[Short task] Reproduce the data below verbatim from the line containing "of the building" through its final line, and produce nothing more.

[Stored entries]
§ §

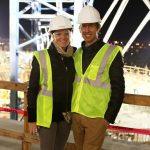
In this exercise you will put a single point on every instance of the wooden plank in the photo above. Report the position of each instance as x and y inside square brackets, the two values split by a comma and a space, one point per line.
[142, 100]
[13, 86]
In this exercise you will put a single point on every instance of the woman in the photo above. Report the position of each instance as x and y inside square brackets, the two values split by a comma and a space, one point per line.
[50, 88]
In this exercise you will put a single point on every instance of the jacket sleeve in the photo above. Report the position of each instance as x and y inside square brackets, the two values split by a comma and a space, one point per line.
[117, 88]
[33, 89]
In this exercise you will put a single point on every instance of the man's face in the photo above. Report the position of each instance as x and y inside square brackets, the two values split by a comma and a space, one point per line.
[89, 32]
[62, 37]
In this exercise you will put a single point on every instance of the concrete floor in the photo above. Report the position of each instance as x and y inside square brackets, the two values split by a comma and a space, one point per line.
[109, 143]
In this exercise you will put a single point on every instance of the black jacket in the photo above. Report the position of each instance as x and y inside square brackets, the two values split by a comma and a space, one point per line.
[116, 78]
[63, 73]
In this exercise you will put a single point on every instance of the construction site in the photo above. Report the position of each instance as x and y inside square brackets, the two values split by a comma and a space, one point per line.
[131, 130]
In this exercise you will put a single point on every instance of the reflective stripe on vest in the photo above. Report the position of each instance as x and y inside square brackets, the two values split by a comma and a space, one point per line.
[44, 90]
[97, 82]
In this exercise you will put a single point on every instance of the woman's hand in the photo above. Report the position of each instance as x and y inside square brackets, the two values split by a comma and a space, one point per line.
[32, 128]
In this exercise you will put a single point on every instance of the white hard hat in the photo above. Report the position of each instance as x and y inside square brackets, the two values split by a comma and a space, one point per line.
[89, 14]
[60, 22]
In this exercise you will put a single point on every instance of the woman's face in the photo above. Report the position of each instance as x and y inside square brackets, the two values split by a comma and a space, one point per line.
[62, 38]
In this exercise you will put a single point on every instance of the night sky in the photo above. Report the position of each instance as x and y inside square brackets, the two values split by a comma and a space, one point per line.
[131, 18]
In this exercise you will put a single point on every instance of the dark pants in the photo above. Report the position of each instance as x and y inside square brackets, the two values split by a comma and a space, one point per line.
[89, 133]
[55, 137]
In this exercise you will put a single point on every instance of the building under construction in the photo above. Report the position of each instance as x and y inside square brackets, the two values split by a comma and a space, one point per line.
[38, 13]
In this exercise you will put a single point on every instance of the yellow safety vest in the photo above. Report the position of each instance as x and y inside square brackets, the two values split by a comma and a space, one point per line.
[92, 90]
[44, 98]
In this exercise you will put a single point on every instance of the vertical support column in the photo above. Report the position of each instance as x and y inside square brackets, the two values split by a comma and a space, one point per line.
[76, 34]
[36, 9]
[13, 43]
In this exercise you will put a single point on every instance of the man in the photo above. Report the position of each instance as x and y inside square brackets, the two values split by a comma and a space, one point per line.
[50, 87]
[99, 84]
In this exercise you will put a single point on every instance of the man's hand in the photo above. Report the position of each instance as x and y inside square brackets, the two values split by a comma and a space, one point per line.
[32, 128]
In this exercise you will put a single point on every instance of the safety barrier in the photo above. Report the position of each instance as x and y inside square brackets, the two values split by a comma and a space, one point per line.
[23, 135]
[28, 139]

§ §

[Task solution]
In this exercise you will put a single point on every instance of the building under construction in the photo above. Report the position of each instance as x and y inside square brackets, the two values split by a comma and a space, one point per line.
[38, 13]
In this exercise you will put a single point on every instance of the yellow safety vest in the photo above. Report the position of each instance as x and y inside square brackets, the two values split by a comma and a space, one point per line.
[92, 90]
[44, 98]
In this exercise you will put a single point on every instance of the vertical support column in the photo above. Report the position of each instance as x and y inside square brackets, the two values split by a comma and a space, one point per line.
[76, 34]
[36, 9]
[13, 43]
In this exercise you will put a single point on every instance of the man in the photo above. Report the position of each instance as x and y inside square brackets, the two values split by a comma and a space, one point per line.
[50, 87]
[99, 84]
In this exercise you will put a single point on every instance of the man's hand in the photo above. Report the position of each instance as x and y inside square brackets, the two values split by a comma and a space, one point per line.
[32, 128]
In this exercise you will put a single point on every instance of the safety barrier in the photo above. Report the position of each instance as x and y inside square brackets, the two values split by a comma and a space, one point per line.
[23, 135]
[28, 139]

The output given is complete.